# [Document section]
------------------------------------------------------------------------

The noble and right reverend Lord, Lord Carey of Clifton, spoke of the need for individuals to receive personalised support as they begin the process of recovery. The noble Baroness, Lady Cox, also made an important point about the risk of retrafficking and how important the 12 months’ support is.
The Independent Anti-slavery Commissioner Kevin Hyland, who was mentioned many times in the debate, has also called for more support for victims and has highlighted the fact that the present system is not serving them well. If it is not serving these victims, that is a major failing of our present legislation and must be rectified. When you consider the horrendous abuse and threats that the victims of modern slavery have endured, and the risk of threats and violence to them and their families, it takes great courage to come forward to the authorities. They put themselves at risk of further suffering and not being properly supported.
The right reverend Prelate the Bishop of Derby rightly drew the attention of the House to the evidence-based policy that underpins the Bill following the work of the anti-slavery commissioner, the Work and Pensions Select Committee and those who work in the charity sector on behalf of victims.
The noble Lord, Lord Shinkwin, stressed the need to complete this unfinished business and properly support victims. I fully support him in that call.
The Bill would ensure that victims, when identified, would have guaranteed access to front-line specialist support that includes any necessary medical treatment, safe accommodation and further long-term support to take the victim through the next stage of the recovery process where understandably very serious and complex needs can be addressed.
I particularly want to pay tribute to the work of the Co-operative Group in helping victims through its Bright Future initiative. Along with other charities, the Co-op is supporting individuals who have been granted special leave under the present system by providing work placements in its businesses and helping to equip people with the skills they need. As the noble Baroness, Lady Bottomley, said in her contribution, the Co-op is an excellent example of what a good employer should be doing.

------------------------------------------------------------------------

# [Dataset records]
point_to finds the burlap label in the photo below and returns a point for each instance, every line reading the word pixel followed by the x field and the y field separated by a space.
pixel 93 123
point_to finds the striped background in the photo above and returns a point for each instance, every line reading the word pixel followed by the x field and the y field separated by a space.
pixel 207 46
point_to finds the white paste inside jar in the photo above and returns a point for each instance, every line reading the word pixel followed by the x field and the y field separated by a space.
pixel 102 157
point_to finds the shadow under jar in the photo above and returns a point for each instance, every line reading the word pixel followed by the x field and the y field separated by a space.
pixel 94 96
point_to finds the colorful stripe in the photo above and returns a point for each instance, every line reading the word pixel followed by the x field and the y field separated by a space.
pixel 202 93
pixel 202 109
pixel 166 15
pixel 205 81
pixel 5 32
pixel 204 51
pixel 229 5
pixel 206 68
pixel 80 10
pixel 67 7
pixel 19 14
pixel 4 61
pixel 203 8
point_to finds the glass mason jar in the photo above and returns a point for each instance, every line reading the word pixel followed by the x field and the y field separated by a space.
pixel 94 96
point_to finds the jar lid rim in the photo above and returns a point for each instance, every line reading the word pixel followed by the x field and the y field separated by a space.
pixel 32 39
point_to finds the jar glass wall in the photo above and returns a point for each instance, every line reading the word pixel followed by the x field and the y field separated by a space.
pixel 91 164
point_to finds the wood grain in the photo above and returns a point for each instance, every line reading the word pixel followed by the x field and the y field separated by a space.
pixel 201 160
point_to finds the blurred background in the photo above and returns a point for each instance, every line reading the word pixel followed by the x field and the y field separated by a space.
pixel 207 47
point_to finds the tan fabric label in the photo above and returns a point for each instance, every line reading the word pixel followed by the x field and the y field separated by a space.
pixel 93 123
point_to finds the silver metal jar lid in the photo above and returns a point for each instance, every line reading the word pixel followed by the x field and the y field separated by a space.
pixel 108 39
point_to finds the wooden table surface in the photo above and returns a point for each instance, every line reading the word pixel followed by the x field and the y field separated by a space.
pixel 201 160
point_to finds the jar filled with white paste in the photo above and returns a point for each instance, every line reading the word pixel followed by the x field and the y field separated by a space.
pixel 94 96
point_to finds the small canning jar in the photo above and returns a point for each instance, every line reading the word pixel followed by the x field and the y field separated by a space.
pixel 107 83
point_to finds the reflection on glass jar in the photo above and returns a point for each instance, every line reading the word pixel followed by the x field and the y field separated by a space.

------------------------------------------------------------------------

# [Exercise instructions]
In the speech on support for victims of modern slavery, rewrite the part that opens with the words containing "The right reverend" and closes with "behalf of victims.", changing "evidence-based" to "research-based".

# [Response for this exercise]
The right reverend Prelate the Bishop of Derby rightly drew the attention of the House to the research-based policy that underpins the Bill following the work of the anti-slavery commissioner, the Work and Pensions Select Committee and those who work in the charity sector on behalf of victims.